Your goal -
The answer must be every line from the entries below that includes "lamp".

Records from a data collection:
---*---

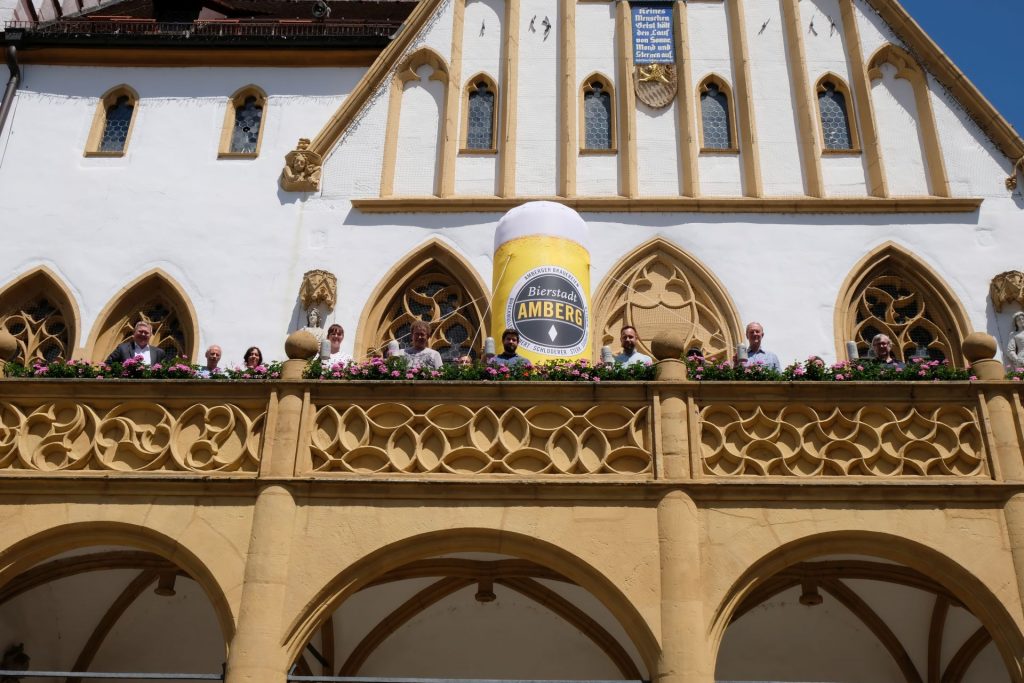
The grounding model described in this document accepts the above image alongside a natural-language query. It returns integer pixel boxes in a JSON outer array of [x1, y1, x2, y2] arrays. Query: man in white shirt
[[613, 325, 652, 365], [396, 320, 443, 370], [105, 321, 167, 365]]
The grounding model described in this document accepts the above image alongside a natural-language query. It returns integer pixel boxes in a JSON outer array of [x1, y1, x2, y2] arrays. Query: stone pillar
[[225, 338, 313, 683], [967, 333, 1024, 645], [657, 491, 714, 683], [655, 359, 690, 479]]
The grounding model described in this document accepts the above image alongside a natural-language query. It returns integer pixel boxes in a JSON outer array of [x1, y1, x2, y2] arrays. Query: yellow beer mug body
[[491, 202, 591, 364]]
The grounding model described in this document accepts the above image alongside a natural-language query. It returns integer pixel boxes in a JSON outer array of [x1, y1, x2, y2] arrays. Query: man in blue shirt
[[614, 325, 652, 365], [743, 321, 781, 371], [492, 328, 528, 367]]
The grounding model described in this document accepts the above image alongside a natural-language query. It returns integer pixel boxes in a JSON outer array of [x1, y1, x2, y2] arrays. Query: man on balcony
[[492, 328, 528, 368], [614, 325, 652, 366], [743, 321, 780, 372], [105, 321, 167, 365], [395, 320, 443, 370]]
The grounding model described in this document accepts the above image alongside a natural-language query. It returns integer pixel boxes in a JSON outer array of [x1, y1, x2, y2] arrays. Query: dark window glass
[[700, 83, 731, 149], [583, 82, 612, 149], [819, 82, 853, 150], [466, 82, 495, 149], [99, 95, 134, 153], [231, 96, 263, 154]]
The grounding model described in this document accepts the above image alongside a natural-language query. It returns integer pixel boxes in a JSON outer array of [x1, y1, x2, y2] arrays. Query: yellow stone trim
[[579, 72, 618, 154], [84, 84, 139, 158], [559, 0, 577, 197], [724, 0, 761, 197], [217, 85, 267, 159], [780, 0, 824, 198], [84, 268, 200, 363], [695, 74, 739, 154], [459, 73, 500, 154], [839, 0, 887, 197], [832, 241, 972, 366], [674, 0, 699, 197], [380, 47, 450, 198], [498, 0, 520, 197], [814, 73, 861, 153], [439, 0, 466, 198], [615, 0, 638, 197], [867, 43, 949, 198], [353, 238, 490, 359], [0, 265, 82, 361], [350, 195, 983, 213]]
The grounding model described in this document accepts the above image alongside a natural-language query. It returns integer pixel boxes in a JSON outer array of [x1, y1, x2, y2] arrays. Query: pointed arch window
[[816, 76, 859, 152], [85, 85, 139, 157], [220, 86, 267, 158], [697, 77, 737, 152], [580, 75, 615, 152], [461, 75, 498, 153], [0, 269, 79, 364]]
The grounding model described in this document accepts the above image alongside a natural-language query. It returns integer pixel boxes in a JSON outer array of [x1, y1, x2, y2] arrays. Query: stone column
[[657, 491, 714, 683], [225, 340, 312, 683], [654, 357, 690, 479]]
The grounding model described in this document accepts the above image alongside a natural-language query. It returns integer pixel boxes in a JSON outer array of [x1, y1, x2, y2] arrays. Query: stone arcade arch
[[0, 522, 236, 676], [0, 266, 81, 364], [710, 531, 1024, 683], [284, 528, 659, 680], [592, 238, 742, 361], [354, 238, 490, 361]]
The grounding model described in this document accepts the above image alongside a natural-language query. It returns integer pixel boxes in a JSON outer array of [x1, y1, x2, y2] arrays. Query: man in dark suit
[[105, 321, 167, 365]]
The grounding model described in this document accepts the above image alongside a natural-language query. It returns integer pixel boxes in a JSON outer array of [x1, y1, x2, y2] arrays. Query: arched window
[[220, 86, 267, 158], [462, 75, 497, 152], [592, 238, 741, 362], [85, 85, 139, 157], [0, 267, 79, 364], [816, 76, 858, 152], [356, 239, 489, 362], [697, 76, 736, 152], [835, 243, 971, 366], [87, 270, 199, 362], [580, 75, 615, 151]]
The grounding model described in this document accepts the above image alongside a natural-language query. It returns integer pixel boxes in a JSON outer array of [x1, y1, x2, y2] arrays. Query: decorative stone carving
[[1006, 157, 1023, 191], [849, 274, 953, 362], [0, 295, 70, 364], [373, 272, 481, 361], [700, 403, 985, 477], [0, 401, 264, 472], [1007, 312, 1024, 369], [301, 308, 326, 347], [990, 270, 1024, 313], [280, 138, 322, 192], [300, 269, 337, 311], [634, 63, 677, 109], [309, 403, 651, 475]]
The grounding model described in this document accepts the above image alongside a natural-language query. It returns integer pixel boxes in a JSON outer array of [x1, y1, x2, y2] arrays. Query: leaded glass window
[[99, 95, 134, 153], [700, 83, 731, 150], [230, 96, 263, 154], [819, 82, 853, 150], [583, 81, 612, 149], [375, 273, 481, 363], [466, 81, 495, 150]]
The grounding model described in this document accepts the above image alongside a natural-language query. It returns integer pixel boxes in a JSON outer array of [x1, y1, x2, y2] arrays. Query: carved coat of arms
[[635, 63, 677, 109]]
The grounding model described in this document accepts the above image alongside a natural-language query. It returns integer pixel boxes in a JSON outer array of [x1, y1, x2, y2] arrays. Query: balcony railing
[[0, 376, 1016, 484]]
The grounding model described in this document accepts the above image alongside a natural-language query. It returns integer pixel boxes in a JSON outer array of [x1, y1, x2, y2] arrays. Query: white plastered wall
[[575, 2, 619, 197], [688, 0, 742, 197], [454, 0, 503, 195], [802, 0, 870, 197], [392, 69, 445, 196], [513, 0, 559, 196], [743, 0, 805, 196]]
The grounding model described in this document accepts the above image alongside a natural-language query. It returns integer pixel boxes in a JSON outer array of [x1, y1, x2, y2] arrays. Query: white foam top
[[493, 201, 589, 252]]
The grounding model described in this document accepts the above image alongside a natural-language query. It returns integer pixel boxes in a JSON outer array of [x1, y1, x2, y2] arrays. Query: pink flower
[[918, 370, 927, 376], [405, 372, 414, 379], [969, 375, 978, 381], [856, 365, 864, 371], [390, 370, 401, 377], [793, 367, 806, 376], [332, 372, 341, 378], [1014, 376, 1022, 382], [431, 370, 440, 377], [835, 374, 845, 381], [592, 376, 601, 382]]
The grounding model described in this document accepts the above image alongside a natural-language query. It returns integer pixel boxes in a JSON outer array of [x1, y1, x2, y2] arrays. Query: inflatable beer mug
[[491, 202, 591, 364]]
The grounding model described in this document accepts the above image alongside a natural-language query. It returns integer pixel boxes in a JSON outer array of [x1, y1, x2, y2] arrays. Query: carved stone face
[[307, 308, 321, 328], [1015, 312, 1024, 332], [293, 154, 308, 173]]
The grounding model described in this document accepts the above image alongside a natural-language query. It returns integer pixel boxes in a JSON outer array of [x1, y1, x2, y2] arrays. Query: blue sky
[[899, 0, 1022, 135]]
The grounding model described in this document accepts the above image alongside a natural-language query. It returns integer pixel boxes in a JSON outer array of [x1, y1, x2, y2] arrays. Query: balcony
[[0, 372, 1016, 489]]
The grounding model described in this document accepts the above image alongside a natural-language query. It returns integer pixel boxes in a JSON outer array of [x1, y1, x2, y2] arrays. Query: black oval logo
[[505, 267, 589, 355]]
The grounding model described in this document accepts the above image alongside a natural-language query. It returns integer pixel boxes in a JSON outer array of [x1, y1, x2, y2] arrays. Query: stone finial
[[299, 269, 337, 310], [649, 331, 686, 361], [991, 270, 1024, 313], [280, 138, 323, 192], [963, 332, 997, 363], [285, 330, 319, 361]]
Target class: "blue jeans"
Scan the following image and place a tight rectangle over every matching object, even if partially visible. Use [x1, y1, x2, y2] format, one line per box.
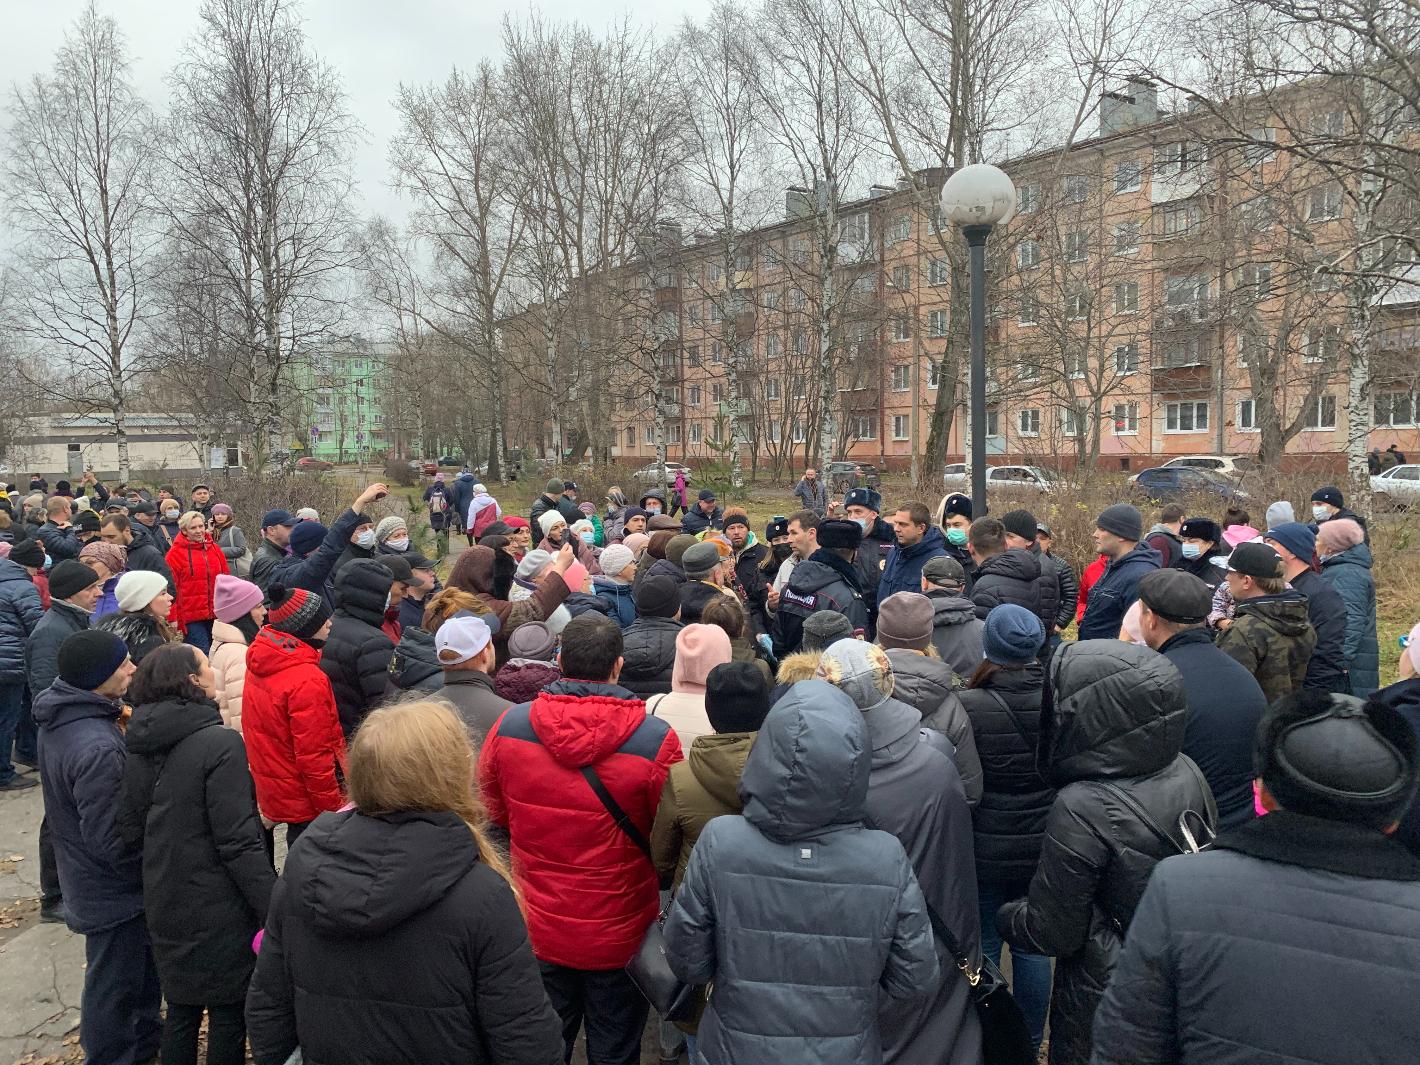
[978, 879, 1052, 1052]
[0, 682, 25, 784]
[184, 619, 213, 654]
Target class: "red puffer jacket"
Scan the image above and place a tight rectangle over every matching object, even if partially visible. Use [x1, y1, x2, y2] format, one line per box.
[478, 680, 682, 970]
[242, 627, 346, 824]
[165, 531, 229, 626]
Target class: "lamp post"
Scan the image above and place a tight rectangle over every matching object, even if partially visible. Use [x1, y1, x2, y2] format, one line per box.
[939, 164, 1016, 515]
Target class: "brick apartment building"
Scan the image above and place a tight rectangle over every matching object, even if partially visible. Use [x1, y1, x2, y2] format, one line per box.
[500, 76, 1420, 475]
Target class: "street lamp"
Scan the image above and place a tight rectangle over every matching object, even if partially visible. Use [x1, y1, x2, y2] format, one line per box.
[940, 163, 1016, 515]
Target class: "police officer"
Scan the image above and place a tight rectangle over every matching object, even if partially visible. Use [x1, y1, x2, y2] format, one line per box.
[772, 518, 871, 656]
[936, 493, 976, 593]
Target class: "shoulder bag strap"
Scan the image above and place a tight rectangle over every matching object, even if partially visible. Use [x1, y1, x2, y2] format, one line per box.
[983, 689, 1034, 749]
[580, 765, 654, 864]
[646, 693, 667, 716]
[1097, 780, 1184, 855]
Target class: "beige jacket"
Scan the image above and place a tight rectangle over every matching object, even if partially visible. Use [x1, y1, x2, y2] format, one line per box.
[646, 690, 711, 749]
[209, 620, 250, 732]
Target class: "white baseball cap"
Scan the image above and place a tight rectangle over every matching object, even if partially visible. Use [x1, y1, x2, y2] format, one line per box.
[435, 615, 493, 666]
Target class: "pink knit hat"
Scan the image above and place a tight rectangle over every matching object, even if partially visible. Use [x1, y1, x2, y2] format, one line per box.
[672, 623, 733, 694]
[213, 574, 264, 623]
[622, 532, 650, 558]
[1222, 524, 1262, 549]
[1316, 517, 1365, 554]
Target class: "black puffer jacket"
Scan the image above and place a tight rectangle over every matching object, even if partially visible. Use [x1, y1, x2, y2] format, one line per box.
[882, 647, 983, 807]
[118, 697, 273, 1004]
[319, 559, 395, 738]
[998, 640, 1214, 1065]
[1047, 552, 1079, 630]
[95, 610, 173, 665]
[125, 522, 175, 589]
[389, 626, 443, 693]
[619, 616, 683, 696]
[1026, 543, 1061, 640]
[970, 548, 1042, 624]
[957, 663, 1054, 885]
[246, 808, 563, 1065]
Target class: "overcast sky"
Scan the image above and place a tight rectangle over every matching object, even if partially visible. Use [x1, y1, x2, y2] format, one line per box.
[1, 0, 709, 222]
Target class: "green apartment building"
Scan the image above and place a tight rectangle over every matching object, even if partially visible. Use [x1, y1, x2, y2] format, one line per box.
[293, 344, 393, 462]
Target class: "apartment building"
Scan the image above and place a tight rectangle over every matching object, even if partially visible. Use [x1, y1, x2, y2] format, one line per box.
[506, 77, 1420, 474]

---*---

Exercise answer -
Target class: "lamp post"
Target class: "street lamp"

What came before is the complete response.